Dataset entries

■ ■ ■ ■

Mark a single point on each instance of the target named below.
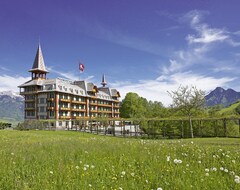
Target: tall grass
(73, 160)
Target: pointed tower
(104, 82)
(38, 69)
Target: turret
(38, 69)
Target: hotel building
(63, 101)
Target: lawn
(74, 160)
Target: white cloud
(8, 82)
(156, 90)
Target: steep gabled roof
(38, 64)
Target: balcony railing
(64, 117)
(64, 100)
(64, 108)
(78, 102)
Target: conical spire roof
(38, 64)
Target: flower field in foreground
(73, 160)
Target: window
(42, 100)
(42, 109)
(51, 114)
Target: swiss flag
(81, 67)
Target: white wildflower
(226, 170)
(214, 169)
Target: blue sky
(147, 47)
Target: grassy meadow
(74, 160)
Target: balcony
(93, 111)
(78, 117)
(65, 108)
(28, 92)
(93, 103)
(64, 117)
(30, 108)
(104, 111)
(78, 110)
(105, 105)
(78, 102)
(64, 100)
(50, 108)
(30, 100)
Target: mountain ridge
(222, 96)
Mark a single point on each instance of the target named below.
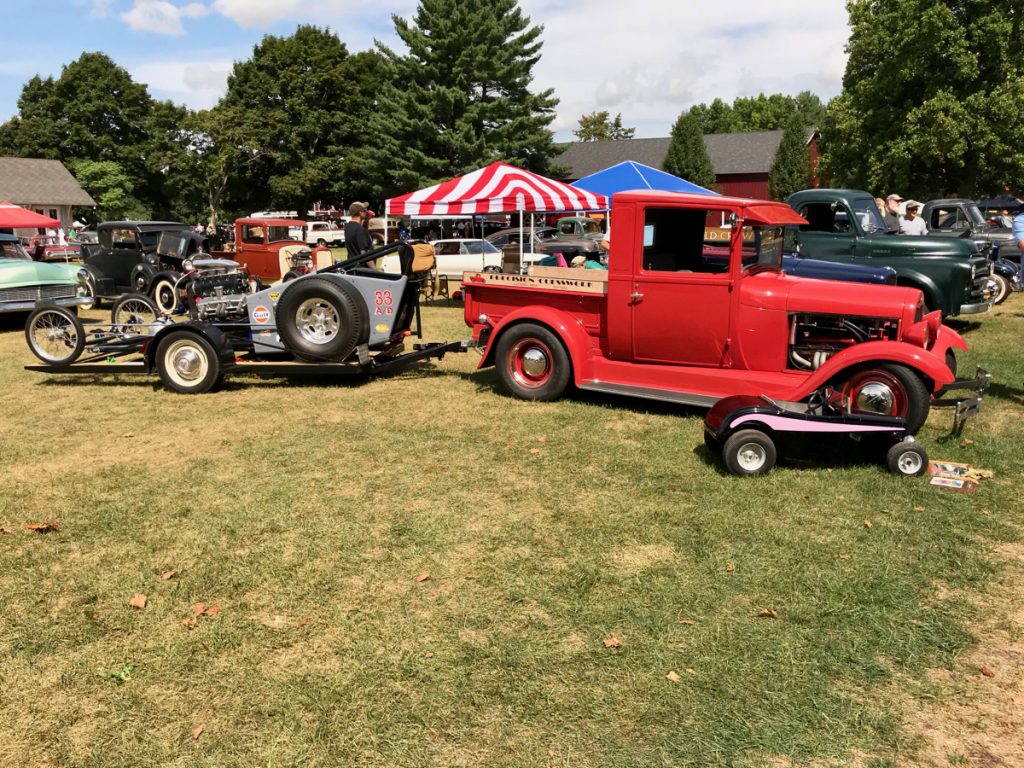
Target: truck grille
(34, 293)
(983, 270)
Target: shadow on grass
(1004, 392)
(233, 383)
(961, 326)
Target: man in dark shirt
(356, 238)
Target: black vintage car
(140, 257)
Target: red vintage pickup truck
(694, 307)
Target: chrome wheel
(752, 457)
(185, 363)
(54, 337)
(317, 321)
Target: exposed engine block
(218, 290)
(815, 338)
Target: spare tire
(321, 320)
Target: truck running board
(649, 393)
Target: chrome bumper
(27, 306)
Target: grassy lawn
(419, 570)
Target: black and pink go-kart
(751, 432)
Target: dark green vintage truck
(845, 225)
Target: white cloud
(650, 59)
(100, 8)
(197, 84)
(162, 16)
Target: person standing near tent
(356, 238)
(1019, 230)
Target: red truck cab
(694, 307)
(258, 243)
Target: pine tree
(791, 169)
(687, 156)
(460, 98)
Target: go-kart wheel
(321, 318)
(134, 314)
(187, 363)
(906, 460)
(749, 452)
(532, 364)
(164, 296)
(55, 335)
(1003, 289)
(888, 390)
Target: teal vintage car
(24, 282)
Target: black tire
(749, 453)
(906, 460)
(1003, 289)
(133, 310)
(532, 363)
(320, 318)
(55, 335)
(187, 363)
(888, 389)
(164, 295)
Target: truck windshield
(763, 247)
(868, 214)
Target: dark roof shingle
(33, 181)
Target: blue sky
(647, 59)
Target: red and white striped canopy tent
(15, 217)
(498, 188)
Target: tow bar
(965, 408)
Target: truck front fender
(567, 328)
(934, 297)
(930, 365)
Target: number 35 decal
(383, 302)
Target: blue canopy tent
(632, 175)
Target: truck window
(685, 241)
(820, 218)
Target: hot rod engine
(217, 290)
(814, 338)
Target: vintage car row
(24, 281)
(678, 316)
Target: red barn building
(741, 161)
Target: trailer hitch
(964, 408)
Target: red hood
(781, 292)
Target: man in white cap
(892, 213)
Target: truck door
(828, 233)
(682, 290)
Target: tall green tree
(791, 169)
(460, 97)
(687, 156)
(92, 112)
(598, 126)
(294, 115)
(932, 98)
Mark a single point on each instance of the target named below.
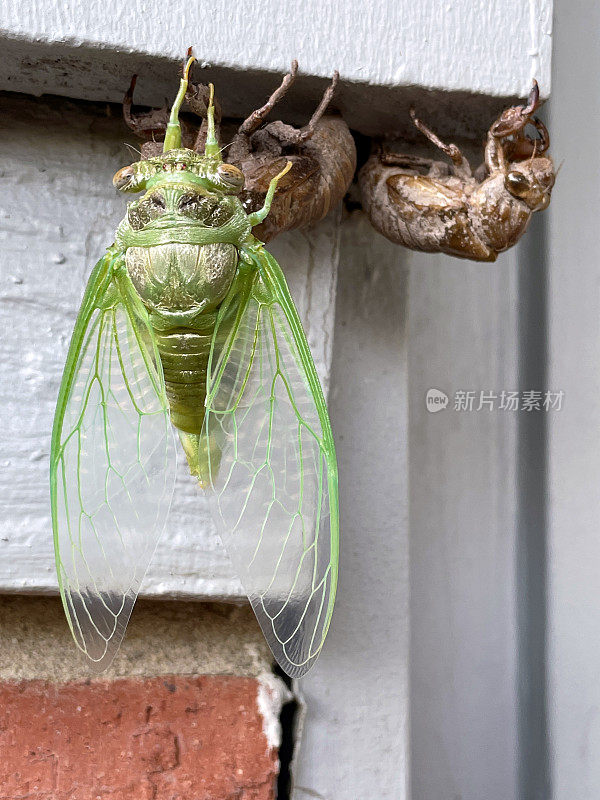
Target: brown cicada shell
(322, 153)
(438, 207)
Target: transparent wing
(271, 466)
(112, 462)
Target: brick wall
(189, 709)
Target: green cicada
(187, 322)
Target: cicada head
(177, 165)
(531, 181)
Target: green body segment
(181, 286)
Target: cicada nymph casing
(440, 207)
(322, 154)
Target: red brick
(175, 738)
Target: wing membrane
(112, 462)
(272, 467)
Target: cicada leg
(462, 168)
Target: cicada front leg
(323, 159)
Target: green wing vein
(272, 472)
(112, 462)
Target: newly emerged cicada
(446, 208)
(187, 321)
(322, 154)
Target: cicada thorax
(182, 283)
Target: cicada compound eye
(123, 178)
(517, 183)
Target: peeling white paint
(271, 696)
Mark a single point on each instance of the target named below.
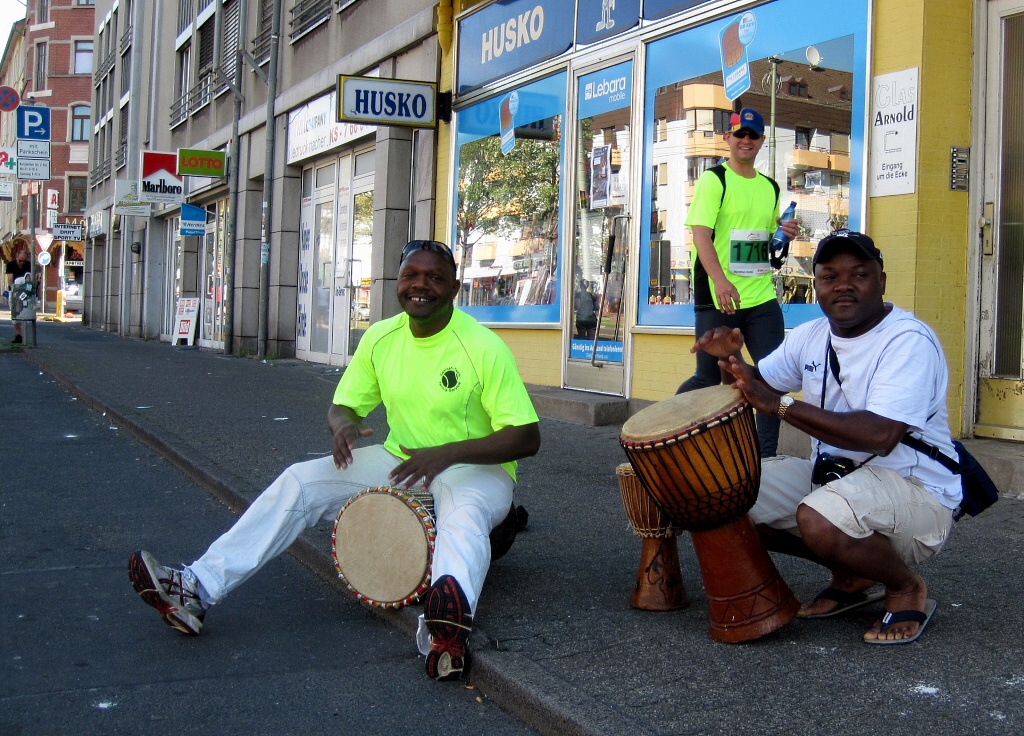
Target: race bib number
(749, 253)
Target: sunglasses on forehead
(432, 246)
(744, 133)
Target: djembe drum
(659, 579)
(383, 545)
(697, 456)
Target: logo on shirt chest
(450, 379)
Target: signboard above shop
(386, 101)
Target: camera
(830, 467)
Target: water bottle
(778, 240)
(779, 247)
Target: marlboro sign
(160, 180)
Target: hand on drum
(343, 441)
(720, 342)
(424, 464)
(749, 382)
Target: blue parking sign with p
(33, 123)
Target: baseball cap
(857, 242)
(750, 119)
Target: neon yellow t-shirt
(743, 223)
(459, 384)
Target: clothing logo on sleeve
(450, 379)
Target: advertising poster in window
(505, 231)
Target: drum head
(673, 416)
(383, 543)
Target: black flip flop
(922, 617)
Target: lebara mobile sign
(197, 162)
(160, 182)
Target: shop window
(508, 204)
(83, 57)
(78, 188)
(307, 14)
(39, 82)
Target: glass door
(597, 329)
(212, 322)
(1000, 363)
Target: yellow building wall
(925, 235)
(538, 354)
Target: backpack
(702, 300)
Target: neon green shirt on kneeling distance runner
(742, 222)
(459, 384)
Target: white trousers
(469, 502)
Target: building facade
(298, 252)
(563, 177)
(592, 121)
(49, 61)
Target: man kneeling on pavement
(867, 507)
(459, 417)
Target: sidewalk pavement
(556, 643)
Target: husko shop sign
(510, 35)
(386, 101)
(197, 162)
(160, 182)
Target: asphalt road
(80, 653)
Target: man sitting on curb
(459, 417)
(869, 507)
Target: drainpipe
(271, 126)
(132, 154)
(232, 183)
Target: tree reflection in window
(507, 217)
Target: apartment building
(302, 235)
(48, 60)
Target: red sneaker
(450, 623)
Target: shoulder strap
(719, 171)
(932, 451)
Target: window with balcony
(80, 122)
(261, 42)
(307, 14)
(83, 57)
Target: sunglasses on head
(432, 246)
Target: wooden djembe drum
(659, 580)
(697, 456)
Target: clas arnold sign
(160, 182)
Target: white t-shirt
(897, 371)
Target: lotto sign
(33, 123)
(185, 316)
(160, 180)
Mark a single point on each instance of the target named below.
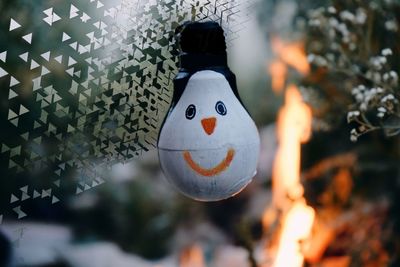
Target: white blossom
(361, 16)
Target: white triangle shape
(74, 45)
(71, 61)
(59, 59)
(11, 114)
(34, 64)
(73, 12)
(3, 56)
(24, 56)
(48, 11)
(48, 20)
(56, 17)
(46, 55)
(14, 25)
(65, 37)
(28, 37)
(22, 110)
(13, 81)
(2, 72)
(12, 94)
(44, 71)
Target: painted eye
(220, 108)
(190, 112)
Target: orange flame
(293, 128)
(192, 256)
(296, 228)
(292, 54)
(278, 71)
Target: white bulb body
(214, 164)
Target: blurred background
(85, 86)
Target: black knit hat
(202, 45)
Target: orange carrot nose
(209, 124)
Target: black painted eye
(190, 112)
(220, 108)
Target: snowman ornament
(208, 145)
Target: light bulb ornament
(208, 145)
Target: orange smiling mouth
(222, 166)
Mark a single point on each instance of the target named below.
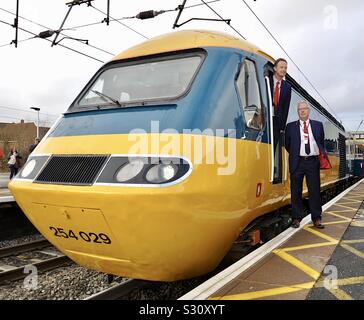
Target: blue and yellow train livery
(164, 158)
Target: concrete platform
(304, 263)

■ ■ ■ ■

Would you print all the entries again exactly, minus any pictures?

ANSWER SECTION
Mark a single point on each instance of the target named below.
Target: tall grass
(73, 160)
Target: pointed tower
(104, 82)
(38, 69)
Target: turret
(38, 69)
Target: hotel building
(63, 101)
Target: lawn
(74, 160)
Target: white cloud
(8, 82)
(156, 90)
Target: steep gabled roof
(38, 64)
Target: balcony railing
(64, 117)
(64, 100)
(64, 108)
(78, 102)
Target: conical spire roof
(38, 64)
Target: flower field in foreground
(73, 160)
Target: window
(42, 100)
(42, 109)
(51, 114)
Target: swiss flag
(81, 67)
Target: white wildflower
(226, 170)
(214, 169)
Target: blue sky
(147, 47)
Target: grassy meadow
(74, 160)
Target: balcony
(93, 111)
(78, 117)
(65, 108)
(28, 92)
(93, 103)
(64, 117)
(30, 108)
(104, 111)
(78, 110)
(105, 105)
(78, 102)
(64, 100)
(50, 108)
(30, 100)
Target: mountain ridge
(222, 96)
Mark a single point on each instance of the target named below.
Target: truck grille
(34, 293)
(983, 270)
Target: shadow on grass
(1004, 392)
(233, 383)
(961, 326)
Target: man in dark shirt
(356, 238)
Target: black vintage car
(140, 257)
Target: red vintage pickup truck
(694, 307)
Target: chrome wheel
(752, 457)
(185, 363)
(54, 337)
(317, 321)
Target: exposed engine block
(218, 290)
(815, 338)
Target: spare tire
(321, 320)
Target: truck running board
(649, 393)
Target: chrome bumper
(27, 306)
Target: grassy lawn
(419, 570)
Target: black and pink go-kart
(751, 432)
Target: dark green vintage truck
(845, 225)
Target: white cloud
(650, 59)
(100, 8)
(197, 84)
(162, 16)
Target: person standing near tent
(356, 238)
(1019, 230)
Target: red truck cab
(694, 307)
(258, 243)
Target: pine tree
(791, 169)
(687, 156)
(460, 98)
Target: go-kart wheel
(321, 318)
(134, 314)
(187, 363)
(906, 460)
(749, 452)
(532, 364)
(164, 296)
(55, 335)
(1003, 289)
(888, 390)
Target: teal vintage car
(24, 282)
Target: black tire
(749, 453)
(906, 460)
(1003, 289)
(133, 310)
(532, 363)
(320, 318)
(55, 335)
(187, 363)
(888, 389)
(164, 295)
Target: truck windshield
(763, 247)
(868, 214)
Target: dark roof shingle
(33, 181)
Target: blue sky
(647, 59)
Target: red and white striped canopy tent
(15, 217)
(498, 188)
Target: tow bar
(965, 408)
Target: truck front fender
(567, 328)
(934, 297)
(930, 365)
Target: number 35 decal
(383, 302)
Target: blue canopy tent
(632, 175)
Target: truck window
(685, 241)
(820, 218)
Target: hot rod engine
(217, 290)
(814, 338)
Target: vintage car row
(24, 281)
(678, 316)
Target: red barn building
(741, 161)
Target: trailer hitch
(964, 408)
Target: red hood
(781, 292)
Target: man in white cap
(892, 213)
Target: truck door
(828, 233)
(682, 290)
Target: tall green tree
(791, 169)
(460, 97)
(687, 156)
(92, 112)
(598, 126)
(294, 115)
(932, 98)
Mark a single point on each instance of the target named below.
Target: brown cicada shell
(322, 153)
(438, 207)
Target: transparent wing
(271, 466)
(112, 462)
Target: brick wall
(189, 709)
Target: green cicada
(187, 322)
Target: cicada head
(177, 165)
(531, 181)
Target: green body segment
(181, 286)
Target: cicada nymph casing
(440, 207)
(322, 154)
Target: red brick
(175, 738)
Target: wing membrane
(112, 462)
(272, 467)
Target: cicada leg
(462, 168)
Target: cicada front leg
(323, 159)
Target: green wing vein
(272, 472)
(112, 462)
Target: newly emerged cicada
(446, 208)
(187, 321)
(322, 154)
Target: cicada thorax
(182, 283)
Target: cicada compound eye
(123, 178)
(517, 183)
Target: peeling white paint
(271, 696)
Mark a single point on each instance of the target named below.
Target: race bib number
(749, 253)
Target: sunglasses on forehead
(432, 246)
(744, 133)
Target: djembe drum
(659, 579)
(383, 545)
(697, 456)
Target: logo on shirt chest
(450, 379)
Target: signboard above shop
(386, 101)
Target: camera
(830, 467)
Target: water bottle
(778, 240)
(779, 247)
Target: marlboro sign
(160, 180)
Target: hand on drum
(343, 441)
(720, 342)
(424, 464)
(749, 382)
Target: blue parking sign with p
(33, 123)
Target: baseball cap
(857, 242)
(750, 119)
Target: neon yellow t-shirt
(743, 223)
(459, 384)
Target: clothing logo on sleeve
(450, 379)
Target: advertising poster in window
(505, 231)
Target: drum head
(673, 416)
(383, 543)
Target: black flip flop
(922, 617)
Target: lebara mobile sign
(197, 162)
(160, 182)
Target: shop window
(508, 204)
(83, 57)
(78, 188)
(307, 14)
(39, 82)
Target: glass door
(597, 329)
(212, 322)
(1000, 363)
Target: yellow building wall
(925, 235)
(538, 354)
Target: backpack
(702, 300)
Target: neon green shirt on kneeling distance runner
(742, 222)
(459, 384)
Target: white trousers
(469, 502)
Target: building facade
(298, 252)
(563, 177)
(592, 121)
(49, 61)
Target: man kneeling on pavement
(867, 507)
(459, 417)
Target: sidewalk pavement
(556, 643)
Target: husko shop sign
(510, 35)
(386, 101)
(197, 162)
(160, 182)
Target: asphalt road
(80, 653)
Target: man sitting on curb
(459, 417)
(869, 507)
Target: drainpipe
(271, 126)
(132, 154)
(232, 183)
Target: tree reflection in window
(507, 217)
Target: apartment building
(302, 235)
(48, 60)
Target: red sneaker
(450, 623)
Target: shoulder strap
(719, 171)
(932, 451)
Target: window with balcony
(80, 122)
(261, 42)
(307, 14)
(83, 57)
Target: sunglasses on head
(432, 246)
Target: wooden djembe drum
(659, 580)
(697, 456)
Target: clas arnold sign
(160, 182)
Target: white t-shirt
(897, 371)
Target: lotto sign
(33, 123)
(185, 316)
(160, 180)
Mark a single point on each instance of the target named below.
Target: white blossom
(361, 16)
Target: white triangle shape
(74, 45)
(71, 61)
(59, 59)
(11, 114)
(34, 64)
(73, 12)
(3, 56)
(24, 56)
(48, 11)
(48, 20)
(56, 17)
(46, 55)
(14, 25)
(65, 37)
(28, 37)
(22, 110)
(13, 81)
(2, 72)
(12, 94)
(44, 71)
Target: painted eye
(220, 108)
(190, 112)
Target: orange flame
(293, 128)
(192, 256)
(296, 228)
(292, 54)
(278, 71)
Target: white bulb body
(214, 164)
Target: blurred background
(85, 86)
Target: black knit hat
(202, 45)
Target: orange carrot nose
(209, 124)
Target: black painted eye
(190, 112)
(220, 108)
Target: snowman ornament
(208, 145)
Target: light bulb ornament
(208, 145)
Target: orange smiling mouth
(222, 166)
Mark a single point on each instance of the target named below.
Target: blue and yellow train livery
(164, 158)
Target: concrete platform
(304, 263)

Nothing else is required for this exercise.